Prompt: Starting at the line that contains "like x=482 y=136." and ending at the last line of the records, format those lines as a numbered list and leave out any blank lines.

Position identification records
_ _ _ _ _
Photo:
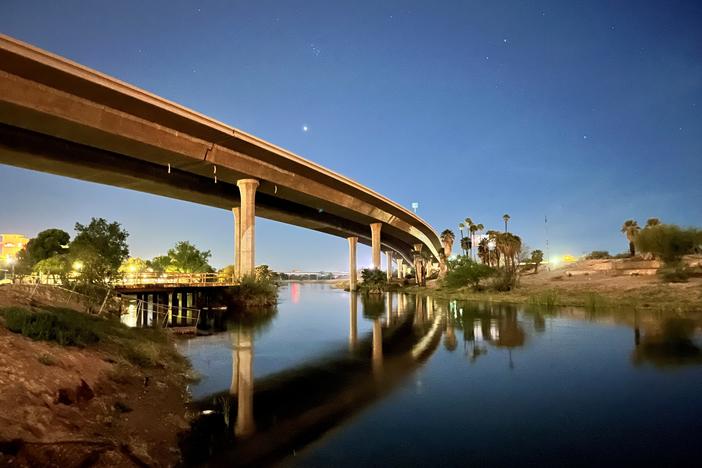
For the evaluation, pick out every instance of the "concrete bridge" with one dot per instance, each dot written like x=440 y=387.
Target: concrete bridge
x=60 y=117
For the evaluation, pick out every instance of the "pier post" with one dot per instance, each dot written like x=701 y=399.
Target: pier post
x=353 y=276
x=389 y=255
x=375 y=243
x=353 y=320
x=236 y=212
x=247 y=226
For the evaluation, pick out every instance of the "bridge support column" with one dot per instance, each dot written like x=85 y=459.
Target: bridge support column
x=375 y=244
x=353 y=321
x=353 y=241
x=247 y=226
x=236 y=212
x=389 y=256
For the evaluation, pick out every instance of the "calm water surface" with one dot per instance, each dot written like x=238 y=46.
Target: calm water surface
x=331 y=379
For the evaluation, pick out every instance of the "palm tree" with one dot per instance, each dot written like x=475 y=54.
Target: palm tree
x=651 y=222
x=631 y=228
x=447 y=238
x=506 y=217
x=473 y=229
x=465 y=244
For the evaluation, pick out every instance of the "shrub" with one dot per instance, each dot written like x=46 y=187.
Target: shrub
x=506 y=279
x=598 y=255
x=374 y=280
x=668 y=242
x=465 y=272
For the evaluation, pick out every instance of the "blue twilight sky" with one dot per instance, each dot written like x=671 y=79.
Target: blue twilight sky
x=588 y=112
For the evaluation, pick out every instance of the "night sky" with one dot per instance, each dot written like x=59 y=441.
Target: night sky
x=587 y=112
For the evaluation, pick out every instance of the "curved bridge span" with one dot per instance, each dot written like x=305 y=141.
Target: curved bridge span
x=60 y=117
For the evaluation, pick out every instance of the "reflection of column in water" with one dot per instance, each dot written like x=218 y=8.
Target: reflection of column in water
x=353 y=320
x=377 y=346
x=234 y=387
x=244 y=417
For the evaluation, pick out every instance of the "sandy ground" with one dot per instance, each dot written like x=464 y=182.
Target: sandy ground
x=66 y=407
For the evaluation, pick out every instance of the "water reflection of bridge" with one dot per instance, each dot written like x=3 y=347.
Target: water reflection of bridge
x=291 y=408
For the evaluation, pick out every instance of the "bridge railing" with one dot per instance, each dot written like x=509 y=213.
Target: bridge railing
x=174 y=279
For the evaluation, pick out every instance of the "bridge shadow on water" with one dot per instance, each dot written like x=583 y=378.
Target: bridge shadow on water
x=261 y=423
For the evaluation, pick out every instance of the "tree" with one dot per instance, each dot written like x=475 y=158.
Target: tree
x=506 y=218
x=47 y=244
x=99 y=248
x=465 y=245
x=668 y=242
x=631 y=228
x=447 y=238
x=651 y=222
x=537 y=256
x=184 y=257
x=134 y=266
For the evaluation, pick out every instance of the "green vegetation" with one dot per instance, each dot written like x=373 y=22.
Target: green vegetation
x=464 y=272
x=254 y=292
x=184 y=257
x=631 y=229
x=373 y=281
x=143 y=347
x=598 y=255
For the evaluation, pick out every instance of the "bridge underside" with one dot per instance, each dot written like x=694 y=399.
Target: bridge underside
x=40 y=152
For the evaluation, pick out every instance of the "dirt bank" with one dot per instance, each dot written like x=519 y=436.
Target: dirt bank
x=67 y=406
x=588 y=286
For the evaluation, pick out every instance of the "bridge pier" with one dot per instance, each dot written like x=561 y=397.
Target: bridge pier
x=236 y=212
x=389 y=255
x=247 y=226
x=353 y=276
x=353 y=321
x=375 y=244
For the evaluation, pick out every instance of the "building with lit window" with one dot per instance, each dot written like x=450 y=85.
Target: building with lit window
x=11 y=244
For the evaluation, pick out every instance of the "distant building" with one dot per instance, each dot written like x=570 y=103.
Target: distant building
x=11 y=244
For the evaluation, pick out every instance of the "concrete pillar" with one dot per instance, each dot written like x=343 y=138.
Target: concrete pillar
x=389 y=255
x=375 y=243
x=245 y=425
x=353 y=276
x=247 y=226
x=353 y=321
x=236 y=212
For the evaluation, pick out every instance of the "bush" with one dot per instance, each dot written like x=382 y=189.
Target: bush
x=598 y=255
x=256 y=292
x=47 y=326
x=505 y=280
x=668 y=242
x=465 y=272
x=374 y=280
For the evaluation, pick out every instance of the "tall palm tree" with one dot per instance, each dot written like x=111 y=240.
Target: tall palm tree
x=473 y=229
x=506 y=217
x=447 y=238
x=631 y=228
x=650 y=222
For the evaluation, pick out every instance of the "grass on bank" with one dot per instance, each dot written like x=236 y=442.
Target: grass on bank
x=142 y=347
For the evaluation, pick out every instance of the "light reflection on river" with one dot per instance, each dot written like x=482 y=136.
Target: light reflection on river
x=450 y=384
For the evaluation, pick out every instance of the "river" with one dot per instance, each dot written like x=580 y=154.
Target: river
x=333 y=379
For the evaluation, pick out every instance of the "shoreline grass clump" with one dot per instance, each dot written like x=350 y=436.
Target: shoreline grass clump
_ _ _ _ _
Written solution:
1. For the evaluation, pick out every instance of the "light reflection on river" with one dot per instance, each dot written like x=482 y=136.
2. Target: light reflection on river
3. x=450 y=384
4. For the evaluation, pick out every instance of the "river" with one dot per instance, each dot written like x=580 y=154.
5. Target: river
6. x=333 y=379
7. For the evaluation, pick out every instance of the "shoreline grass clump" with one dot per instance, each dot written like x=350 y=436.
8. Target: shoreline grass clump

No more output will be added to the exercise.